Problem: Only the lines from the top of the data through the one with "[[289, 52]]" are to be written out, each exactly as it stands.

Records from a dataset
§

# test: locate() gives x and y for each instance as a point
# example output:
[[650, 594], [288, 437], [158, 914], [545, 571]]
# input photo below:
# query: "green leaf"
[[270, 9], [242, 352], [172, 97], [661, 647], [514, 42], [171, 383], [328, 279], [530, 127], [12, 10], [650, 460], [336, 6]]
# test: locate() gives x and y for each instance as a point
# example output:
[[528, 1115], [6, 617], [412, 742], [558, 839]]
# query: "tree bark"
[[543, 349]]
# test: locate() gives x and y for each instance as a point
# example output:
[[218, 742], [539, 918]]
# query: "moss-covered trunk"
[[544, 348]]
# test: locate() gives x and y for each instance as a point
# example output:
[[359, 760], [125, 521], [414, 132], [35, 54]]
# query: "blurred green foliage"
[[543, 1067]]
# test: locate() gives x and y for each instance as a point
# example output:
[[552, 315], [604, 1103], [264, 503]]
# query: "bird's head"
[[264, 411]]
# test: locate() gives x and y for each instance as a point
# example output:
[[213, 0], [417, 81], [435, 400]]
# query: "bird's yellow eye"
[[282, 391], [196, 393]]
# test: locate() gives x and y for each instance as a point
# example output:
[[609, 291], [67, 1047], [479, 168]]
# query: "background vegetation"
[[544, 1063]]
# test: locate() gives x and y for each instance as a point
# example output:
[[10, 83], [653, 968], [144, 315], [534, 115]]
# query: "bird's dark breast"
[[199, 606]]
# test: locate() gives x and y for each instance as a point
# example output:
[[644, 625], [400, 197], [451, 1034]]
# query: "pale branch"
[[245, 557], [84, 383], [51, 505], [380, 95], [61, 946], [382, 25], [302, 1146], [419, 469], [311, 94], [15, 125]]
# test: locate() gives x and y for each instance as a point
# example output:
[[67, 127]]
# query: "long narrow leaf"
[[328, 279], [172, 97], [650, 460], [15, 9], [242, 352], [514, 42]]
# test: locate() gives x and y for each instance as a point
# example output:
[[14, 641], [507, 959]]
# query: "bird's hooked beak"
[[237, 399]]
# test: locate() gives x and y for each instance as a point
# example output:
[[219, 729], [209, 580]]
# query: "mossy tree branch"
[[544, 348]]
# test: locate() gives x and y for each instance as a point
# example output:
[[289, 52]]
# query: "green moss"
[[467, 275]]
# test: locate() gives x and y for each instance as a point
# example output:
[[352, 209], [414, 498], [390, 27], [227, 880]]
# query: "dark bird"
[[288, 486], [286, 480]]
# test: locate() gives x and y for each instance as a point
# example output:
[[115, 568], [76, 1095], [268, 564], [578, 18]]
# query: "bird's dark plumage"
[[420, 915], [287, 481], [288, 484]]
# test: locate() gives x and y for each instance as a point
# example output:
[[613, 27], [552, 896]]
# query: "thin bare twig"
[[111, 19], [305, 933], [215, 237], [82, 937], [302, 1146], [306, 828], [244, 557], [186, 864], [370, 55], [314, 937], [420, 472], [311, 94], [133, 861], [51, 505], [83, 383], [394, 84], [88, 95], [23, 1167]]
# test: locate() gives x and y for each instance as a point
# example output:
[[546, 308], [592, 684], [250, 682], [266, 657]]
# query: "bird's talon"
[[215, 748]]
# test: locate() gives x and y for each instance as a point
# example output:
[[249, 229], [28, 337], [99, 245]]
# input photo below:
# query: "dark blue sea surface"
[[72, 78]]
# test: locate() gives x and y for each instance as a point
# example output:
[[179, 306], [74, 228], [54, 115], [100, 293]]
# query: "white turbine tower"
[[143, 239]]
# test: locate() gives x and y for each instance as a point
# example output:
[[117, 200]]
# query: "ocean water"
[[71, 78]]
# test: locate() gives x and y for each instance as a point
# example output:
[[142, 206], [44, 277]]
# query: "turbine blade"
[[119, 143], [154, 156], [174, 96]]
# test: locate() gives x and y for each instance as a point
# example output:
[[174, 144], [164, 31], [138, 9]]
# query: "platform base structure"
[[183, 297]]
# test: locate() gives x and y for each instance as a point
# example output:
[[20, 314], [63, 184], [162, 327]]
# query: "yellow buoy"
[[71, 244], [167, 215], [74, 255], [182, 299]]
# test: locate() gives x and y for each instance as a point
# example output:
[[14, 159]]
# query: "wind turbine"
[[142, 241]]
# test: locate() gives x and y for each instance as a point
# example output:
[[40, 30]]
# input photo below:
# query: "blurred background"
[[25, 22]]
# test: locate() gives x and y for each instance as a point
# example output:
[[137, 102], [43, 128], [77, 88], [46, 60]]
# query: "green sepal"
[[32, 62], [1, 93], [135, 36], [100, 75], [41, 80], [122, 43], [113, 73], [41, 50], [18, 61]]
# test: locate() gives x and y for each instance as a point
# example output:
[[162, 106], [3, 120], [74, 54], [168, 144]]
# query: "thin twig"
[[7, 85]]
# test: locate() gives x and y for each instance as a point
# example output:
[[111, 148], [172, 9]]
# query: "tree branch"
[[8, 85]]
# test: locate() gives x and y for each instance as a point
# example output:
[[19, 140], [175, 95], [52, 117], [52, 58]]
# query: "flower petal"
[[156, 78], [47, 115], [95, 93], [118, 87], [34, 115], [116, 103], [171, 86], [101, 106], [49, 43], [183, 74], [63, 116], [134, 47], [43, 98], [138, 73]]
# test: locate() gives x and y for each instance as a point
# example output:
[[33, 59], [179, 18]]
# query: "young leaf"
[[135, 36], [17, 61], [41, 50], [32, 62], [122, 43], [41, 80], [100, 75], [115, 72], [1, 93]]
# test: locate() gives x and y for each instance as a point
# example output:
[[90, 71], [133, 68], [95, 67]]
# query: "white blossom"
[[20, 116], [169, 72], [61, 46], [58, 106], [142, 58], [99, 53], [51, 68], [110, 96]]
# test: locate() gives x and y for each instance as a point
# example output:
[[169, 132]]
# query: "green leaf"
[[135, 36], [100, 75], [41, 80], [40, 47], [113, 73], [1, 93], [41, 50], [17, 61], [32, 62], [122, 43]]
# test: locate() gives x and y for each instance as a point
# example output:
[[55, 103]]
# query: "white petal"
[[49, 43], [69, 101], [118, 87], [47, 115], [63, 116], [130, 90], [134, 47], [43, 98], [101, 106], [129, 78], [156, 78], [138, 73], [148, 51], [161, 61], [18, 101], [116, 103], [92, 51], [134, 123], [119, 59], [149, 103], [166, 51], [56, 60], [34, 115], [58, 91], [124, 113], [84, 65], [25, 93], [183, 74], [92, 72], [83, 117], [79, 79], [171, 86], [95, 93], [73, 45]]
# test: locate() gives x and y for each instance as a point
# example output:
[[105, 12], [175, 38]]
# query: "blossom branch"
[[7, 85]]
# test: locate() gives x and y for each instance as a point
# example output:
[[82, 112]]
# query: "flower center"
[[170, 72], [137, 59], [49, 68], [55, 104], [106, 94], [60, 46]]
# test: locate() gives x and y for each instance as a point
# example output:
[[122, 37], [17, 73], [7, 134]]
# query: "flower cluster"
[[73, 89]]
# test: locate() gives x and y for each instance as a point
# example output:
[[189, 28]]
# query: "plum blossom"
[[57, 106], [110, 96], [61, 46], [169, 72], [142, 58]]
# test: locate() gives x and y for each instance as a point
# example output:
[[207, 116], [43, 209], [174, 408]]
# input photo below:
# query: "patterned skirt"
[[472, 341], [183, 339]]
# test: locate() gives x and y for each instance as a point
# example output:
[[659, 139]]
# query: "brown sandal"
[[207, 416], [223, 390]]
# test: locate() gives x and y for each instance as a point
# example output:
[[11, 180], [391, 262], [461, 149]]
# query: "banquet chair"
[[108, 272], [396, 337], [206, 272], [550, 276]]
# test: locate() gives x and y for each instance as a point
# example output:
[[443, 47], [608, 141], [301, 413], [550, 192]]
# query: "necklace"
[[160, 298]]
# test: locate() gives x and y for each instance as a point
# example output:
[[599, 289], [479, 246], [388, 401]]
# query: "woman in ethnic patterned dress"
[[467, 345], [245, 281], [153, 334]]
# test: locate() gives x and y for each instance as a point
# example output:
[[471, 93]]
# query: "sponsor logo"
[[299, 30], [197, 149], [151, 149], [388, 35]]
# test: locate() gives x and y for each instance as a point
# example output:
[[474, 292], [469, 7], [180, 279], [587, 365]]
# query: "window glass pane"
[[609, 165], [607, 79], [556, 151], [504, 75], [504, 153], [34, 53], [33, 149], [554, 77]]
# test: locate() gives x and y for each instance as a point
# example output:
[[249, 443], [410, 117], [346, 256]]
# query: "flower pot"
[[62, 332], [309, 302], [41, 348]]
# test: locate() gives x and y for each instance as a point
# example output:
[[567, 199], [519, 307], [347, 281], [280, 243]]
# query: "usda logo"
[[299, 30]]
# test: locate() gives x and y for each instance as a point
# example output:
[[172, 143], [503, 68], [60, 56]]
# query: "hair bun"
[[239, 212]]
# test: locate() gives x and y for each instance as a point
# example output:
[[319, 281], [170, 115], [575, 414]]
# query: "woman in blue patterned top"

§

Task answer:
# test: locate() gives x and y for each instance as a point
# example output:
[[650, 594], [288, 437], [158, 914], [545, 571]]
# input photo below:
# query: "green leaf"
[[270, 9], [242, 352], [172, 97], [661, 647], [514, 42], [171, 383], [328, 279], [530, 127], [12, 10], [650, 460], [336, 6]]
# test: locate() gives x and y for each instance as a point
# example output:
[[528, 1115], [6, 617], [412, 742], [558, 839]]
# query: "tree bark"
[[543, 349]]
# test: locate() gives x and y for each instance as a point
# example output:
[[218, 742], [539, 918]]
# query: "moss-covered trunk"
[[544, 348]]
# test: locate() gives x and y for each instance as a point
# example output:
[[359, 760], [125, 521], [414, 132], [35, 54]]
# query: "blurred green foliage"
[[543, 1067]]
# test: locate() gives x and y for each instance as a point
# example output:
[[552, 315], [604, 1103], [264, 503]]
# query: "bird's head"
[[264, 411]]
# test: locate() gives x and y for each instance as a point
# example output:
[[213, 0], [417, 81], [435, 400]]
# query: "bird's yellow eye"
[[282, 391], [196, 393]]
# test: locate() gives x and y for each instance as a point
# example output:
[[609, 291], [67, 1047], [479, 168]]
# query: "background vegetation"
[[544, 1063]]
# test: locate() gives x and y for each instance as a point
# example output:
[[10, 83], [653, 968], [144, 315], [534, 115]]
# query: "bird's dark breast"
[[199, 606]]
# test: locate() gives x and y for each instance as a point
# example output:
[[644, 625], [400, 197], [451, 1034]]
# query: "pale branch"
[[245, 557], [84, 383], [51, 505], [380, 95], [61, 946], [382, 25], [302, 1146], [419, 469], [311, 94], [15, 125]]
# test: locate() gives x and y for each instance as a point
# example output:
[[67, 127]]
# query: "long narrow leaf"
[[328, 279], [172, 97], [650, 460], [15, 9], [242, 352], [514, 42]]
# test: locate() gives x and y for each instance as a point
# example output:
[[14, 641], [507, 959]]
# query: "bird's hooked beak"
[[237, 399]]
# test: locate() gives x and y for each instance as a point
# example output:
[[219, 729], [209, 580]]
# query: "mossy tree branch"
[[544, 348]]
# test: locate() gives x and y for each instance as a point
# example output:
[[289, 52]]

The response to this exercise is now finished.